Goal of the exercise => The lines to find are those in the entries that hold the word "snow"; copy every one of them.

(Extracted data entries)

========

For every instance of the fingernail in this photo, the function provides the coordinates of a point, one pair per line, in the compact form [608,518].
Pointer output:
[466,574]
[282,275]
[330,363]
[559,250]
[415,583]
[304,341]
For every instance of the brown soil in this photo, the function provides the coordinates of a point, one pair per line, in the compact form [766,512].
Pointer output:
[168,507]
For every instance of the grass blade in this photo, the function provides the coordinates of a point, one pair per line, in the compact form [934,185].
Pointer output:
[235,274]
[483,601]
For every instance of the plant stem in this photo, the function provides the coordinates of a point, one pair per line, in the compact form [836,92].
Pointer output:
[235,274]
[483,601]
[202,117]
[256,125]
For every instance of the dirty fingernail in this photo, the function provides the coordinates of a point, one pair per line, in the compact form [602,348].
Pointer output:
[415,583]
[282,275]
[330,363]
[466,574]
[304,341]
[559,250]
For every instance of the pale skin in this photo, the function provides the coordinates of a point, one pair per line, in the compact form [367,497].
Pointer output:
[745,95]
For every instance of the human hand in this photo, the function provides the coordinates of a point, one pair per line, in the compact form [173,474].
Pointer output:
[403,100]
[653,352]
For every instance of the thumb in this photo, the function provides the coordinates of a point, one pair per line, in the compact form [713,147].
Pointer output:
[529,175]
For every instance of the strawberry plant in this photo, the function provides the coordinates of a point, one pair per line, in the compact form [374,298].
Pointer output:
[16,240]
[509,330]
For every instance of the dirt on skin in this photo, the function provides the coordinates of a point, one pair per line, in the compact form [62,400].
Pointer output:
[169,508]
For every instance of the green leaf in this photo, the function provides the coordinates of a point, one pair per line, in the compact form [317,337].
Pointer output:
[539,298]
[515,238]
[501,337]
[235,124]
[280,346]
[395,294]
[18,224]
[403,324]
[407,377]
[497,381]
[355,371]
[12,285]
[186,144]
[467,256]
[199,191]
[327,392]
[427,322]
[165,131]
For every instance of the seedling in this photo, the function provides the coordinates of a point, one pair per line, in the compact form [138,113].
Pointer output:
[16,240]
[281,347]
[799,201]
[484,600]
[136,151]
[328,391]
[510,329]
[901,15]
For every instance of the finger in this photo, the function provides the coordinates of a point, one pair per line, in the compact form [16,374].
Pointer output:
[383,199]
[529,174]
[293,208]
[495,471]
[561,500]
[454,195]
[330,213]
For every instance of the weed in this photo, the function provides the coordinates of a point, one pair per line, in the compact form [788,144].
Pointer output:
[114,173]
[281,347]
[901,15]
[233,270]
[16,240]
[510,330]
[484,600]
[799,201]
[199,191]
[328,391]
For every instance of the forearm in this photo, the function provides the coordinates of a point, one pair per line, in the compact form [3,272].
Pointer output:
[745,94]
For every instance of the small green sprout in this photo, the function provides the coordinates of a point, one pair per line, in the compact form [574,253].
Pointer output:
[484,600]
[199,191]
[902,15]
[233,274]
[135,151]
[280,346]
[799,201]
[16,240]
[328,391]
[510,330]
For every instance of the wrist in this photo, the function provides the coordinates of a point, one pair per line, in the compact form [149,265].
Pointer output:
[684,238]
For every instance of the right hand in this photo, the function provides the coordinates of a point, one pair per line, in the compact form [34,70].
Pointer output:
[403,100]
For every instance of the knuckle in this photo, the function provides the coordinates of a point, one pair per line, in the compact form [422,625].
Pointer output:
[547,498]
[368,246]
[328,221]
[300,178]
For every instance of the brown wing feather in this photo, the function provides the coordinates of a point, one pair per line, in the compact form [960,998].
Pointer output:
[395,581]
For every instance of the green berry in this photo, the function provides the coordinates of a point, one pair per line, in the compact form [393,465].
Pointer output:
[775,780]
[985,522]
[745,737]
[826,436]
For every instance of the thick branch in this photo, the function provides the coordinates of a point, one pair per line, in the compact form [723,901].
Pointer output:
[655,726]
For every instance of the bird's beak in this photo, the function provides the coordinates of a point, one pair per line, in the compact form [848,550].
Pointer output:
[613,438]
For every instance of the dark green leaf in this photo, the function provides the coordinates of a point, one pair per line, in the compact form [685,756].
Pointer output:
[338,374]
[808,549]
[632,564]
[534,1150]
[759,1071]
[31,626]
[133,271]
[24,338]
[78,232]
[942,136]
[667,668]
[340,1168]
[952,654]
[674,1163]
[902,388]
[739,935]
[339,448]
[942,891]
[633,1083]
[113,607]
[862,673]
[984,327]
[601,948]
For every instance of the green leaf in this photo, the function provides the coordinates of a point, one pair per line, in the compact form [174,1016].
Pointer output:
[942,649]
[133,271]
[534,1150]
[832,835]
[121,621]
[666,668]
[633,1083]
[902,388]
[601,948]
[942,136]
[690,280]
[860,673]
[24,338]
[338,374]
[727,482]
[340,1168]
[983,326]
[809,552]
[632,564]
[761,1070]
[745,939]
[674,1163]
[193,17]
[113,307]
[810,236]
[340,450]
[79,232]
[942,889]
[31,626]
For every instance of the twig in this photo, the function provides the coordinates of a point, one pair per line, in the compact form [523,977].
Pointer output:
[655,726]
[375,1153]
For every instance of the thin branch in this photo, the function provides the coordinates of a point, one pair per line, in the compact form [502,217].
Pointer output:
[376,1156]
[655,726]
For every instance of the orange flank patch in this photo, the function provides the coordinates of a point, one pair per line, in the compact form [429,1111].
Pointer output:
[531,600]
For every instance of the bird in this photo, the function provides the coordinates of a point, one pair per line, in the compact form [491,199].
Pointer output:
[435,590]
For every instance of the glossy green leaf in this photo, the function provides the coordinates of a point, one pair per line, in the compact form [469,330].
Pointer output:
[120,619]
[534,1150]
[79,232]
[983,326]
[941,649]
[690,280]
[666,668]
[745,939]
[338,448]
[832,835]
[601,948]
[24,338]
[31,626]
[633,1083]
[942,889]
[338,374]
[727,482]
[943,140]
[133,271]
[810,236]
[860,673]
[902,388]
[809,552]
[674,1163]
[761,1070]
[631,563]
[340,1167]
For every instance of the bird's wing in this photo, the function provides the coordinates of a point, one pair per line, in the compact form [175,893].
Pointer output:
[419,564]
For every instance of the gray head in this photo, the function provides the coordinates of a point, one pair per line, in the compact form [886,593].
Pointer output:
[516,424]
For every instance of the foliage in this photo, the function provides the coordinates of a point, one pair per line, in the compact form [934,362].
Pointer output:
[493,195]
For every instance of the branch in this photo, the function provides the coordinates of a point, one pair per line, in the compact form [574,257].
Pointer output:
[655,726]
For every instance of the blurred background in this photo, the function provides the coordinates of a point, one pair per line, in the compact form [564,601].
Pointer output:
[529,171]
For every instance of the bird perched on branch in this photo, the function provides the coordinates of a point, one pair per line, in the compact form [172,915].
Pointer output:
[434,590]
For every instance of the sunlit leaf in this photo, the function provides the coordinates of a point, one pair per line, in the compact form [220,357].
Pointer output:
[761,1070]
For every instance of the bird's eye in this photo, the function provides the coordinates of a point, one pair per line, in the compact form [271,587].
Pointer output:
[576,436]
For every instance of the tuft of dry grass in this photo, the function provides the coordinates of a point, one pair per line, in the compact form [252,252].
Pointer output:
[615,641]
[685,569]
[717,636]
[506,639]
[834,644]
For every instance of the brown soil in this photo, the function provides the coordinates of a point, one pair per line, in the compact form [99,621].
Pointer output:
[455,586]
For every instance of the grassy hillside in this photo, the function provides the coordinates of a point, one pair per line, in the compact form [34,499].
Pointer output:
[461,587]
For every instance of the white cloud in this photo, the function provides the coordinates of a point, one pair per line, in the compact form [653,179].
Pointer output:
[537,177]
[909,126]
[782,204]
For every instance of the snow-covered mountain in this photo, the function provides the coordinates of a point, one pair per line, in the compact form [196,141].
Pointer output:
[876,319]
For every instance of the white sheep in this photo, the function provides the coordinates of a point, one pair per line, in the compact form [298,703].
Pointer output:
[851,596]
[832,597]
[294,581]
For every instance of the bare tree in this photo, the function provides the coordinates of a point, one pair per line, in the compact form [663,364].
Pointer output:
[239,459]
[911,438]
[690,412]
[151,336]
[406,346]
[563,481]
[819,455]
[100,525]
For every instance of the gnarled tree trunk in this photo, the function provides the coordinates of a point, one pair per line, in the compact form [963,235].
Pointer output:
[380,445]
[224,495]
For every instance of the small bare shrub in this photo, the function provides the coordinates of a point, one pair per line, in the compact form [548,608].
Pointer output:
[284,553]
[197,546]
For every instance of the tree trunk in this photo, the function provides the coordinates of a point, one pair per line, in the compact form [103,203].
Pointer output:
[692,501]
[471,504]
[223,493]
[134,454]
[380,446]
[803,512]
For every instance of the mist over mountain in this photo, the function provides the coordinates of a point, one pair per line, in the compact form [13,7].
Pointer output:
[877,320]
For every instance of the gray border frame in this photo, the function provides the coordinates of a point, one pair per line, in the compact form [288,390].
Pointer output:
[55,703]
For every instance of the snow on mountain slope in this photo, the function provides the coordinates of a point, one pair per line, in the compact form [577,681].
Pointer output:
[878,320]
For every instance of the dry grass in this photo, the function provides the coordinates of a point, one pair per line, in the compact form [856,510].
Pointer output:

========

Solution to this problem =>
For every instance of the snow-covered mountain in this photo, the function provides the coordinates of a point, one pair per line, in the compact form [196,141].
For every instance of the snow on mountain slope in this photo, the function provides the coordinates of a point, one pair per line, in the compact form [577,681].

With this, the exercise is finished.